## What to produce
Only the lines from the one containing "the blonde woman." through the end of the listing are to be transcribed, exactly and with both ends included.
━━ Records provided ━━
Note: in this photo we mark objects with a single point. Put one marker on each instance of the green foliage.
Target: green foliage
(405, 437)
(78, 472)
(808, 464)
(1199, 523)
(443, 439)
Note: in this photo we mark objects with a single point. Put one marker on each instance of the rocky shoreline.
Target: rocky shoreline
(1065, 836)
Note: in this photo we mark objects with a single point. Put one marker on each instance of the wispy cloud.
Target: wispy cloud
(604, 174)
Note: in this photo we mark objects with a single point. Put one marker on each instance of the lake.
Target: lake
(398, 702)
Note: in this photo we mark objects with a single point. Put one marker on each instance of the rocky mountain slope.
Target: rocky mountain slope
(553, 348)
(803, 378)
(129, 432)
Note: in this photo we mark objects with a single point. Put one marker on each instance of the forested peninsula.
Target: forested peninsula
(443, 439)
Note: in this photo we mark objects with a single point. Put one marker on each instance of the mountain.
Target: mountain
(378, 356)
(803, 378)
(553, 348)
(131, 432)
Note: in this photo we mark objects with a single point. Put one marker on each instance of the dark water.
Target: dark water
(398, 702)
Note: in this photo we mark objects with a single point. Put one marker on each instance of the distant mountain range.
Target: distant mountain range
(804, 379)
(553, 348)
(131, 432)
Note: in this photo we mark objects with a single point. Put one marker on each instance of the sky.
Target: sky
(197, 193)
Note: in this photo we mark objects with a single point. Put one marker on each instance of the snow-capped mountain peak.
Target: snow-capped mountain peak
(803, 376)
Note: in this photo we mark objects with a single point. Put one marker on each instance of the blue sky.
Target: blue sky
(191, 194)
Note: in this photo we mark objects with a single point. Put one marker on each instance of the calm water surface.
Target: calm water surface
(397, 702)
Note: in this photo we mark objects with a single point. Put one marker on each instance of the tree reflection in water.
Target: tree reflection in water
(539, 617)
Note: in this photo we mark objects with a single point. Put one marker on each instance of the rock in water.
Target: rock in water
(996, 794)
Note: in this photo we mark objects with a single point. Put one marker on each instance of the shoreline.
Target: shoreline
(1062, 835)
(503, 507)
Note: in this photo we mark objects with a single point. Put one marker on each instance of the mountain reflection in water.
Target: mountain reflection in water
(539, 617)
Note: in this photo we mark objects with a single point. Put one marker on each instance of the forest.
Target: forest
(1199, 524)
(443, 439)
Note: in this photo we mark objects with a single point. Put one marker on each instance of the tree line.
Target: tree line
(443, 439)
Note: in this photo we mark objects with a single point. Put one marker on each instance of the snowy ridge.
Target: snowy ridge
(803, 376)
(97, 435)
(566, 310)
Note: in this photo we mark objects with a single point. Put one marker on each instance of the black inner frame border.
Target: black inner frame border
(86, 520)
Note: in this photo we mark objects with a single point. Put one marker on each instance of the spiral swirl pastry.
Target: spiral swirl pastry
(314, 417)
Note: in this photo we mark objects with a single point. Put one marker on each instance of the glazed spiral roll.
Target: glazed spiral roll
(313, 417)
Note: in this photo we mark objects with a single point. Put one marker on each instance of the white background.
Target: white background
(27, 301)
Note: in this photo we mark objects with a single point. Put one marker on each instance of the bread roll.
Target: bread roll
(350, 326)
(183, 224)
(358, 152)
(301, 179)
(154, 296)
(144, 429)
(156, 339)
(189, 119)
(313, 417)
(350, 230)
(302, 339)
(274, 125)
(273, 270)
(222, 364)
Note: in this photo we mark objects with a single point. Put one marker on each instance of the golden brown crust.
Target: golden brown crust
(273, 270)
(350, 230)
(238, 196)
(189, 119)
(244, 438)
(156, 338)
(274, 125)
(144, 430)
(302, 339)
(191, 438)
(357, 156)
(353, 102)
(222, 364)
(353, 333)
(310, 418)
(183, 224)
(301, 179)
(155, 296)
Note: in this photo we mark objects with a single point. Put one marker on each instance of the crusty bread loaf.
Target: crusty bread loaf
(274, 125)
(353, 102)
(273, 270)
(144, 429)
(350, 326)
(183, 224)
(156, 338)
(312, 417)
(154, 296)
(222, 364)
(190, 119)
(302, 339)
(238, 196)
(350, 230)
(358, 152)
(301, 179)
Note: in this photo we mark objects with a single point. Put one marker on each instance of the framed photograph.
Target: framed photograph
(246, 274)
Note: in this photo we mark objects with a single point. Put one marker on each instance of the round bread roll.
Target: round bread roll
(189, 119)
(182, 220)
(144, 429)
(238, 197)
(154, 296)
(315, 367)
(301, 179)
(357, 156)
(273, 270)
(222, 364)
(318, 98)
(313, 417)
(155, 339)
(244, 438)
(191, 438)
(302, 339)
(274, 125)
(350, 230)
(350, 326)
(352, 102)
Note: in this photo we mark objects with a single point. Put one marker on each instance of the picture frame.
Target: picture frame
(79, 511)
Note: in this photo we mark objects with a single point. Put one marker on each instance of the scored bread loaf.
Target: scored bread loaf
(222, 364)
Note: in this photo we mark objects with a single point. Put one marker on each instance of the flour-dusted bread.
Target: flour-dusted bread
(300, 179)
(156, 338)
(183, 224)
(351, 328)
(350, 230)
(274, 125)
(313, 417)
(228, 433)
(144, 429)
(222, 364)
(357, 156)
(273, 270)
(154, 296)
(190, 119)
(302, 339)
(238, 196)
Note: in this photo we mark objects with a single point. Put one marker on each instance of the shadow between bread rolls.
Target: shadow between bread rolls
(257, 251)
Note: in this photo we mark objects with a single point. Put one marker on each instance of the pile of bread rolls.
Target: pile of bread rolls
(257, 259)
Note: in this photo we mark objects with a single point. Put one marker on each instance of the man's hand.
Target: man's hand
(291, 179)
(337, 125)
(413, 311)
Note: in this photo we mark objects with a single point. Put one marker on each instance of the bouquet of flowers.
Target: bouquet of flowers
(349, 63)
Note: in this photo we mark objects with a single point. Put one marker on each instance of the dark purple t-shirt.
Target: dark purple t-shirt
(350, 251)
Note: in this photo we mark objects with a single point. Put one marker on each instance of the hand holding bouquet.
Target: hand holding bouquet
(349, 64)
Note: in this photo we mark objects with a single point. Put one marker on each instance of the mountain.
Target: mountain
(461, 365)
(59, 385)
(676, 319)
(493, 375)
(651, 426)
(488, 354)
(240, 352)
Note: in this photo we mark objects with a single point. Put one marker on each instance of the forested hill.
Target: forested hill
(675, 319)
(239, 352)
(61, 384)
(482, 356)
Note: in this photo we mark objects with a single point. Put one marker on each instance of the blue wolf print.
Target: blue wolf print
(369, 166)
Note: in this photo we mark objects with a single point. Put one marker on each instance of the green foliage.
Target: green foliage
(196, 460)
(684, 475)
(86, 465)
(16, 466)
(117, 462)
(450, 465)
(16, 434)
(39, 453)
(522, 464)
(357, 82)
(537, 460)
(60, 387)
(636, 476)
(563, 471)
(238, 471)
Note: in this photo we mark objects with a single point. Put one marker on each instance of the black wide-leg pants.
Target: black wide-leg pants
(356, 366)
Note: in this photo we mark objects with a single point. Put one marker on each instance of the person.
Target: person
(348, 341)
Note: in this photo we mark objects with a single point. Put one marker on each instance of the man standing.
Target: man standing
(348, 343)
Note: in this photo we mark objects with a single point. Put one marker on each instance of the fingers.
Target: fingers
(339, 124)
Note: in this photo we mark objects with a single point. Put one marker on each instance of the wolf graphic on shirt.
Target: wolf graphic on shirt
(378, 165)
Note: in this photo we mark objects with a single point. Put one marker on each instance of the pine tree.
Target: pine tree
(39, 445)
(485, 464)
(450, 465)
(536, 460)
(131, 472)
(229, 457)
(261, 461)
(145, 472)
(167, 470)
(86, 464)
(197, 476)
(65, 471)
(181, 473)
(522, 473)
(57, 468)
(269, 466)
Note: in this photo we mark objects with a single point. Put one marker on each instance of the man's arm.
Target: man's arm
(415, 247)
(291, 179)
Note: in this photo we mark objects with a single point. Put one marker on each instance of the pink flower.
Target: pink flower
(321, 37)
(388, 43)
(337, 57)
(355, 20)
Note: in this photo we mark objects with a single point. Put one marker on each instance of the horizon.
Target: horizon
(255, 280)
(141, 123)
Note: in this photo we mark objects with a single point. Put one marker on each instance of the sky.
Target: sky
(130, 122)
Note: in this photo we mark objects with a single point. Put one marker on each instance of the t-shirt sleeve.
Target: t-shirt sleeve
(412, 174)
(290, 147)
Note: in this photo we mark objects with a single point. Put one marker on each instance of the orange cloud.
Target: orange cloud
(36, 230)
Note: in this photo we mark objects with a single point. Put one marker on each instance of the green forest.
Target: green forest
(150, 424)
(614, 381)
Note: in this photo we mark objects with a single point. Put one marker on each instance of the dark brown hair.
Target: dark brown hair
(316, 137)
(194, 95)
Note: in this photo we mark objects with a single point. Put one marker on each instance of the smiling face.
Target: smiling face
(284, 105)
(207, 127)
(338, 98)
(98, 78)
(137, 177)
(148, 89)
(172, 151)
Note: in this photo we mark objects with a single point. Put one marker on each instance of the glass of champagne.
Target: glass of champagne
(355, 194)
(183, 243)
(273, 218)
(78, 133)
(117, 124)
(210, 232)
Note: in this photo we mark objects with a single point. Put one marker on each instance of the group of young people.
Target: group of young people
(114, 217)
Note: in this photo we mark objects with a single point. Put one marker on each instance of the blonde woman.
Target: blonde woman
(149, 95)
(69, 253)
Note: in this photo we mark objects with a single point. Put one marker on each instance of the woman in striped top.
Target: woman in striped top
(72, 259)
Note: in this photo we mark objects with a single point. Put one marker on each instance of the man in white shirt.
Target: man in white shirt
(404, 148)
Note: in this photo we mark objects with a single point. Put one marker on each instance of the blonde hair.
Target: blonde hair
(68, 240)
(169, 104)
━━━
## Response
Note: in this photo we mark objects with a single point. Put one marker on each instance of the blonde woman.
Target: blonde woman
(149, 95)
(69, 253)
Note: in this photo we mark objects with a single point. Put one marker on each instance of the woman in striped top.
Target: woman in striped top
(72, 259)
Note: in this photo we mark objects with a single point. Put one marker on each instance of the man in white shirt.
Target: man in white shirt
(404, 148)
Note: in this photo we mark objects with a single point. Put one marker on each instance of the blonde hair.
Target: blonde hair
(68, 240)
(169, 104)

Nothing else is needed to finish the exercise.